### Exercise details
List the names of all the inputs that the mark_from_group function in the notebook below on counting Facebook group members takes.

### Text to read
****
#### https://stackoverflow.com/questions/4598572/facebook-api-how-to-get-count-of-group-members?noredirect=1&lq=1

## Major Challenges:
  -No way to query for a simple COUNT of total group members. Have to keep querying until you run out.
  
  -No guarantee on true randomness of query results, which breaks capture-recapture. Have to do an in-memory/streaming sample.
  
  -Don't know how to reliably generate a Facebook User Access Token that lasts forever. Have to go through API Explorer.


## Initialization/Constants:

  -Obtain a new API key each time from: https://developers.facebook.com/tools/explorer/145634995501895/?method=GET&path=227570797388782%2Fmembers%2F&version=v2.10 Use the "Get Token" button in the top right. Not sure how to prompt it from python code.

## Todo:

  -Implement more complex mark and recapture techniques
  
  -Clean up code -- split into more functions
  
  -Incorporate Panos' propensity model

In [1]:
import pandas as pd
import json
import requests 
import random

In [2]:
access_token = r"EAACEdEose0cBAI0lGIGLj2ffd6XIXIu7WZAG7uANnv34XAmD7YUAUENaVkOIZB4Fza4LZBdlz8dSsmMvVYeqsdzcDOaeIyAC7B8e0u9SxXFtASTZB9j8Ah9ivYZAOJiK6l9ObrzKT5gYF3ZCDZC6crDdqUDzim4Ef1iPD6ZAgfRnjEW1gPZBVOHvzjAonZCKNqJZC8ZD"
group_id = "227570797388782"  #Look this up from Facebook Group meta tags

In [3]:
def reservoir_sampler(data, num_samples, current_list = [], samples_seen = 0):
    '''
    This is a streaming sampling algorithm...
    Returns list of current state of samples, plus the number of elements it has seen so far.
    '''
    if samples_seen < num_samples:
        current_list.append(data)
    elif samples_seen >= num_samples and random.random() < (num_samples / float(samples_seen + 1)):
        #to guarantee that every data point has an equal chance of ending up in the current_list
        replace = random.randint(0,len(current_list)-1)
        current_list[replace] = data
    return current_list, samples_seen + 1

#if we haven't seen a sufficient number of samples yet, keep collecting -- if we have seen enough samples, 
#if the random sample is sufficiently low, we replace something in our current list with the new data,
#every new data point has an equal chance of ending up in our list

In [None]:
#observe activity from a certain period of time
#group 1 and two are based 
#bias to people discussing in the channel..compensate for different levels of activity
#lifetime --> what is the time difference between groups ...how does it change when activit periods move farther away

In [None]:
join groups and find new groups to get

In [4]:
def mark_from_group(num_to_mark, group_id, access_token, get_all_group_members = False, api_limit = 1500):
    '''
    Inputs:
        -num_to_mark: Number of samples to mark from group
        -group_id: Facebook Group ID
        -access_token: Facebook access Token
        -get_all_group_members: Boolean flag for whether or not to keep pulling for all group members
        -api_limit: Number of samples to pull each time. CANNOT set more than 2000, 1500 to be safe.
****
### Stored data
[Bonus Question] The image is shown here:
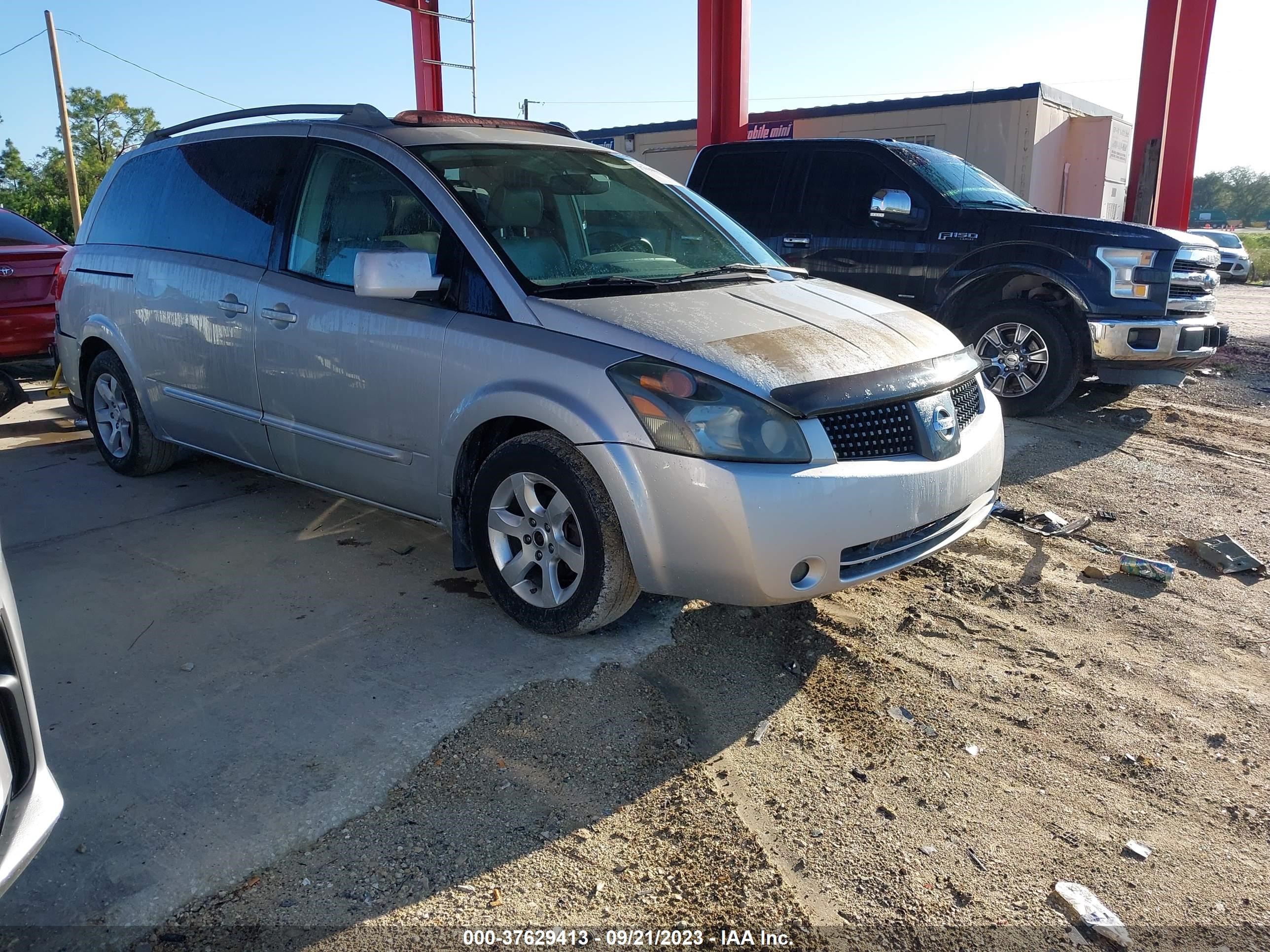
****
### Exercise answer
num_to_mark, group_id, access_token, get_all_group_members, api_limit